*Given task A*
Return the aerobic training log word for word, from "On Saturday I didn’t" to "paced at 8:28/mile.".
*Given task B*
Write the next part of the aerobic training log, continuing after its final sentence.

Here’s what aerobic training takes time really means …

Aerobic training log

On Saturday Feb 1st I ran 8:03/mile. On Sunday I did a 3-mile run at 8:05 pace. On Monday I did a 2-mile run at 7:45/mile. On Tuesday I did a 3-mile run at 8:11 pace. On Wednesday I did a 3-mile run at 7:58/mile. On Thursday it was another 2-mile run at 7:38 pace. On Friday it was a 3-mile run at 8min/mile.

On Saturday I returned to parkrun and ran 24:46. On Sunday I ran three miles at 8:37/mile. On Monday it was a three mile run again at 8:36/mile. On Tuesday it was two miles at 8:24/mile. On Wednesday, three miles at 8:26/mile. On Thursday three miles at 8:17/mile. On Friday it was the two mile run at 8:05/mile.

On Saturday I didn’t go to parkrun but ran from home for three miles at 8:31/mile and then did the same three mile run on the Sunday at 8:08/mile. On Monday it was the two mile run at 7:42/mile. On Tuesday it was three miles at 8:25/mile. On Wednesday the three miles came in at 8:01/mile. On Thursday it was the two mile run at 7:46/mile and on Friday a three mile run which was paced at 8:28/mile.

Are you bored yet? Keep on reading there’s still another three weeks of running data to go through.

On Saturday I returned to parkrun and ran 24:21 which is 40+ seconds than three weeks ago. Improvement is already showing up. Sunday I went out and ran three miles at 8:20/mile pace. On Monday I ran two miles at 7:31/mile. Tuesday was three miles at 8:08/mile. Wednesday’s run was the same three mile run, this time at 7:53/mile. Thursday I was back on the two mile run at 7:31/mile. And on Friday I did three miles at 8:23/mile.

On Saturday I was back at parkrun running 23:52. Another surprise thirty second improvement over the previous week. Sunday’s run was three miles at 8:00/mile. On Monday it was the two mile run at 7:26/mile followed by three miles at 8:15/mile on Tuesday. Wednesday was three miles at 7:53/mile and then on Thursday it was the two mile run at 7:36/mile. Friday was clearly a tired leg day as the three miles were run at 8:58/mile.

The tiredness meant I gave parkrun a miss on the Saturday allied to it being a wet and windy morning. Nonetheless I still did three miles from home at 8:37/mile pace. On Sunday it was another three miles at 8:22/mile. Monday was the two mile run at 7:43/mile. Tuesday, three miles at 8:35/mile with Wednesday’s three miles coming in at 7:56/mile. Thursday I did another two mile run at 7:41/mile and Friday was 7:58 pace on a three mile run.

On Saturday March 15th I went to parkrun.  My legs felt great and I ran 23:11.  Almost two minutes quicker than six weeks before.

*Data shown*
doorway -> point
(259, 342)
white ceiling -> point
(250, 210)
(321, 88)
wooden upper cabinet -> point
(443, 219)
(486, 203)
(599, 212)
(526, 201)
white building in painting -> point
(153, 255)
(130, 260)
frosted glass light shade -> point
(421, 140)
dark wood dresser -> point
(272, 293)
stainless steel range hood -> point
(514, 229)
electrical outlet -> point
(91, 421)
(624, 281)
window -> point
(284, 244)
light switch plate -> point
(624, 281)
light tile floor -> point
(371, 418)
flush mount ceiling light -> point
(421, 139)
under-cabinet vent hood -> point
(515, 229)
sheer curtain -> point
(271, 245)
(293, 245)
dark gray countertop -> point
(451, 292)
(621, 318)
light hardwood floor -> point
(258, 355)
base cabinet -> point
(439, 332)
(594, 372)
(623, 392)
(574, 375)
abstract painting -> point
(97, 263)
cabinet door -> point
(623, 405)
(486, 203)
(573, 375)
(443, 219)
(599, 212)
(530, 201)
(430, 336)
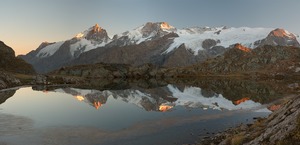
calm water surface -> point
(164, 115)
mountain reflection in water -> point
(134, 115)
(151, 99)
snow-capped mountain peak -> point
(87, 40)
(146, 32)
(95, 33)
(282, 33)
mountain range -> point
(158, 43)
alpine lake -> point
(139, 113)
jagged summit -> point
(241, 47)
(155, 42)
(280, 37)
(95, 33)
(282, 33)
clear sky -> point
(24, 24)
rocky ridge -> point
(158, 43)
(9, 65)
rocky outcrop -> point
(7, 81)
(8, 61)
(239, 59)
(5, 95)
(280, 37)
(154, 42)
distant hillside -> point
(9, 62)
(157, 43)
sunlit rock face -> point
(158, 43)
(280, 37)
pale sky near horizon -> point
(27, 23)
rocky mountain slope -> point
* * *
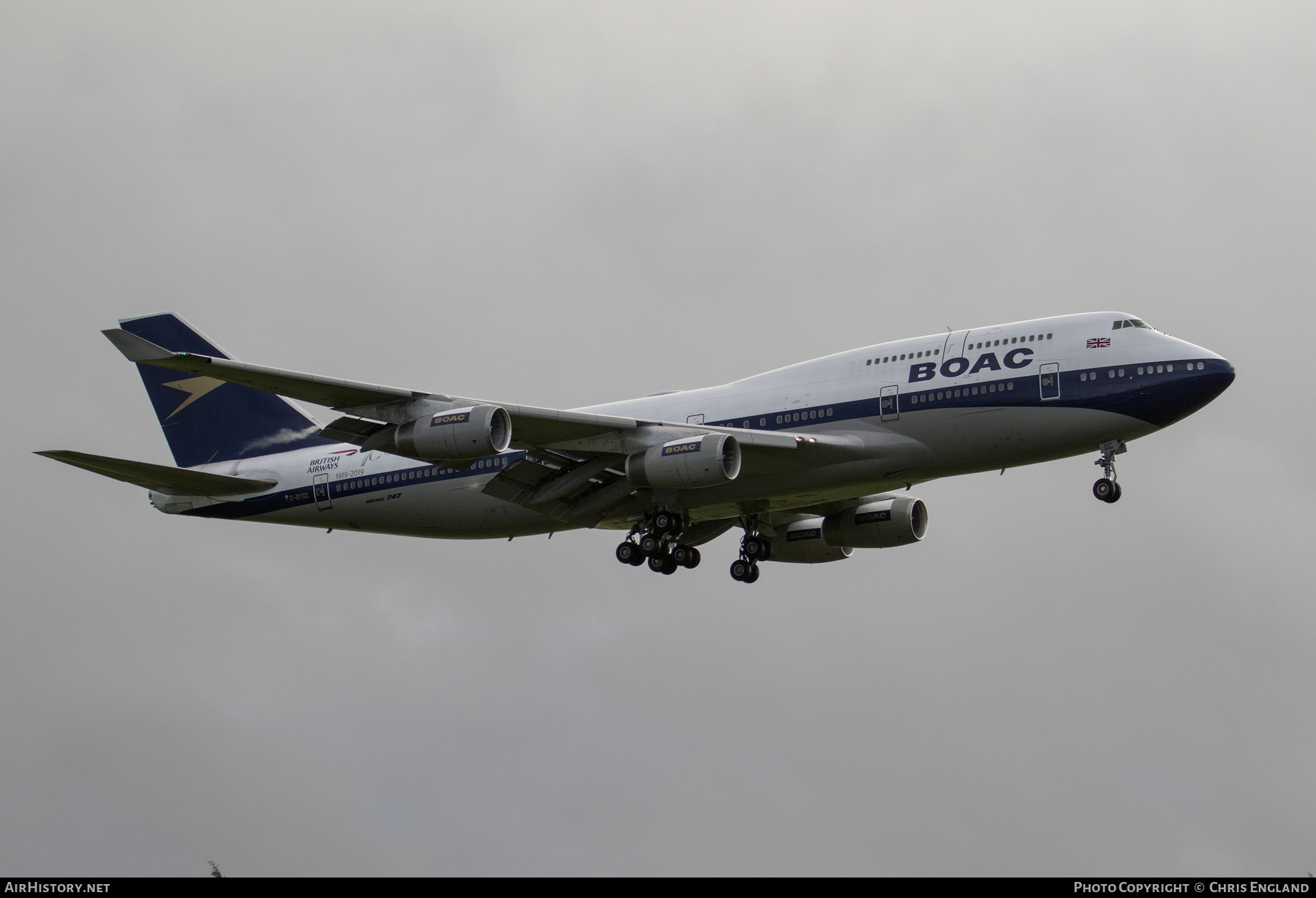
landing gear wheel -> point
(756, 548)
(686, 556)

*Response A*
On Saturday I didn’t go to parkrun but ran from home for three miles at 8:31/mile and then did the same three mile run on the Sunday at 8:08/mile. On Monday it was the two mile run at 7:42/mile. On Tuesday it was three miles at 8:25/mile. On Wednesday the three miles came in at 8:01/mile. On Thursday it was the two mile run at 7:46/mile and on Friday a three mile run which was paced at 8:28/mile.

*Response B*
If you didn’t bother to read all that in detail, I don’t blame you. I could have produced it in a graph or table to give quick visual understanding but I deliberately wrote it longwindedly to make a point. To read it properly requires great patience. And that’s what runners need if they’re going to get aerobic training to work for them.

The training consists of the same thing day-in, day-out with slight variation in pace. Some days are faster; some days are slower. There is no clear pattern of progression other than at the parkruns. Not every runner has the luxury of a local parkrun to measure their progress.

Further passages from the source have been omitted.